- **Task objective**
Count the lines in the listing below that contain the word "metal". Reply with the number alone.

[Rows from a pointing dataset]
● ● ● ●

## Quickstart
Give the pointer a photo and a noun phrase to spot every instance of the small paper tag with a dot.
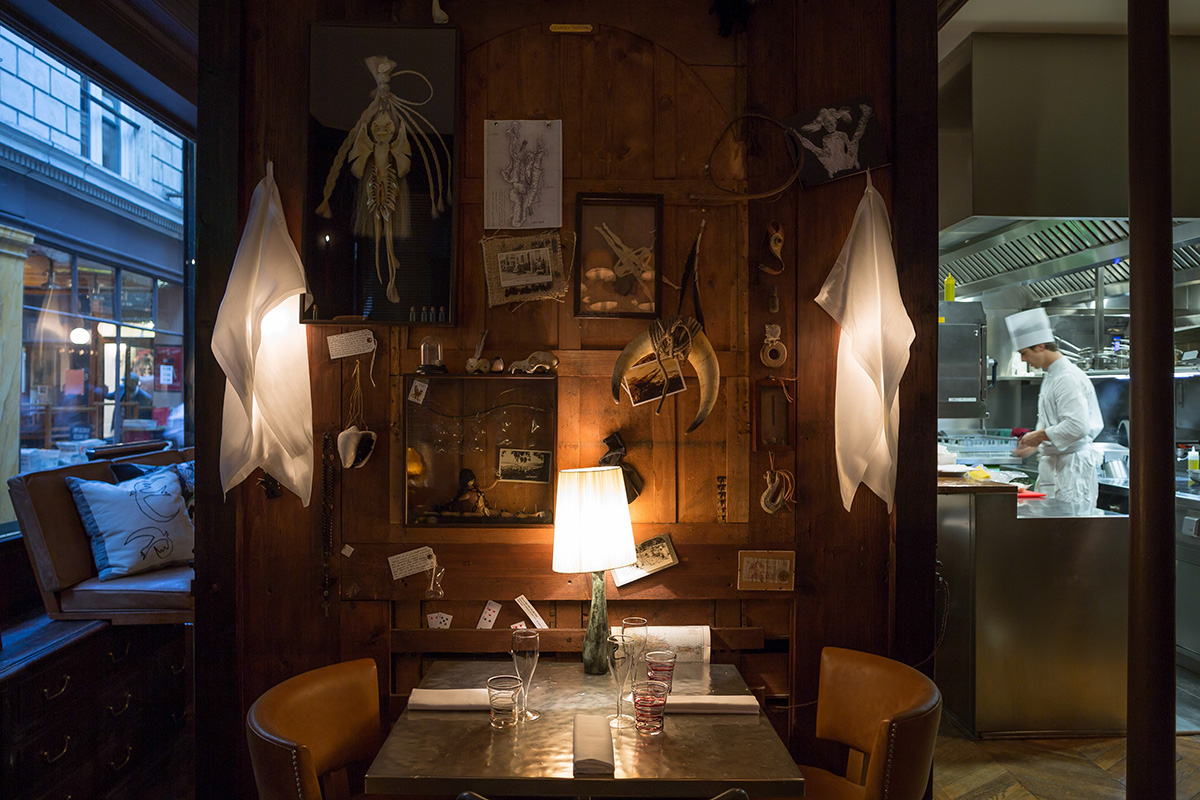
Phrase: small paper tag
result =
(531, 612)
(353, 343)
(487, 619)
(417, 391)
(411, 563)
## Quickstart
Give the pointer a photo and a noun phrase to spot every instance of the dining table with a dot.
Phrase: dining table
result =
(696, 755)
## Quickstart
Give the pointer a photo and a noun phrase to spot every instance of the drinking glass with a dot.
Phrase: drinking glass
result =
(636, 629)
(525, 659)
(621, 662)
(660, 666)
(649, 702)
(503, 695)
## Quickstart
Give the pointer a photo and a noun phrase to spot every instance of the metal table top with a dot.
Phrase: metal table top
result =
(697, 755)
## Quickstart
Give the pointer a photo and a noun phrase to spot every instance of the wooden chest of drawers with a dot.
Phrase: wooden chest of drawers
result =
(87, 708)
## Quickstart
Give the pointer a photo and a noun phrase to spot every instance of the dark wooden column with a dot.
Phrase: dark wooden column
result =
(1151, 699)
(219, 727)
(915, 233)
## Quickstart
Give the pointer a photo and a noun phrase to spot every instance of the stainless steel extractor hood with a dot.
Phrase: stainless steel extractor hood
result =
(1033, 176)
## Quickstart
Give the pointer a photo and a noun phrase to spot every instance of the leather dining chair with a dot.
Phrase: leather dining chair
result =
(887, 713)
(312, 726)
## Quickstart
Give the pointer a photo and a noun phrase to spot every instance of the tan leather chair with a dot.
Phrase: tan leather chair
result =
(887, 713)
(313, 725)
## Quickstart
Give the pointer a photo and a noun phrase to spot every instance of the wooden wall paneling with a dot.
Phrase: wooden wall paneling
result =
(364, 632)
(569, 410)
(665, 114)
(484, 571)
(475, 68)
(618, 134)
(915, 232)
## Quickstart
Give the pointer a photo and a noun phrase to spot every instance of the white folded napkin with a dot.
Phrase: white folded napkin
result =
(712, 704)
(593, 745)
(448, 699)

● ● ● ●

- **Answer to the problem**
2